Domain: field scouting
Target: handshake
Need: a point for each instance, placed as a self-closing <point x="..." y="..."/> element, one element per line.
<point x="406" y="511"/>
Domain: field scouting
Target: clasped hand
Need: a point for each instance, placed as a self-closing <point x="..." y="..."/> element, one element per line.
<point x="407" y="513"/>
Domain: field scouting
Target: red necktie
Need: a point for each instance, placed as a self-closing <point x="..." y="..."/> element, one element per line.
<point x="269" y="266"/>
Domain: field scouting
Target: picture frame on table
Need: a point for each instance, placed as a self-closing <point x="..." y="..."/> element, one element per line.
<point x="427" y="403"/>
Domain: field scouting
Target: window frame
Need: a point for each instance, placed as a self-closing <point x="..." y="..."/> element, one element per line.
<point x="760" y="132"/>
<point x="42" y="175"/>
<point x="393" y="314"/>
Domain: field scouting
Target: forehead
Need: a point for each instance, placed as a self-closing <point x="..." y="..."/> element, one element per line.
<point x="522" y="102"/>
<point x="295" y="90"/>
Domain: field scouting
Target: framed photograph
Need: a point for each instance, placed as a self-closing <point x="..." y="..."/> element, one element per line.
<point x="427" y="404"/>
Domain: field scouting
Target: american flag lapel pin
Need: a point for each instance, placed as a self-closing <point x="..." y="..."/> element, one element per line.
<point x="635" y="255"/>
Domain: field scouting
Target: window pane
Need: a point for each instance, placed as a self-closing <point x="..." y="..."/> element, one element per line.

**THE REQUEST**
Your task is to repeat each line of the material exactly.

**RESULT OF THE TASK**
Domain: field scouting
Target: handshake
Need: a point for each instance, placed as a self-closing <point x="..." y="..."/> element, one element per line.
<point x="406" y="511"/>
Domain: field scouting
Target: clasped hand
Need: a point for each instance, placed as a self-closing <point x="..." y="..."/> element, one element per line.
<point x="407" y="513"/>
Domain: field scouting
Target: red necktie
Need: a point for each instance, placed as a self-closing <point x="..." y="..."/> element, one element per line.
<point x="269" y="266"/>
Domain: field scouting
Target: picture frame on table
Need: a point for each instance, placed as a self-closing <point x="..." y="..."/> element, one element per line.
<point x="427" y="403"/>
Domain: field scouting
Target: window frame
Need: a point for each instance, placed as a self-closing <point x="..." y="..."/> element, one element per line.
<point x="760" y="132"/>
<point x="42" y="175"/>
<point x="393" y="314"/>
Domain: field scouting
Target: forehead
Need: a point for each instance, placed as a self-closing <point x="..." y="..."/> element, one element per line.
<point x="522" y="102"/>
<point x="295" y="90"/>
Domain: field scouting
Target: framed photograph
Need: a point for each instance, placed as a self-closing <point x="..." y="..."/> element, one element per line.
<point x="427" y="404"/>
Domain: field scouting
Target: american flag lapel pin
Need: a point for each instance, placed as a self-closing <point x="..." y="..."/> element, one element per line.
<point x="635" y="255"/>
Domain: field scouting
Target: window pane
Need: a point for each instance, placed as a self-closing <point x="..." y="..."/> element, one element per line.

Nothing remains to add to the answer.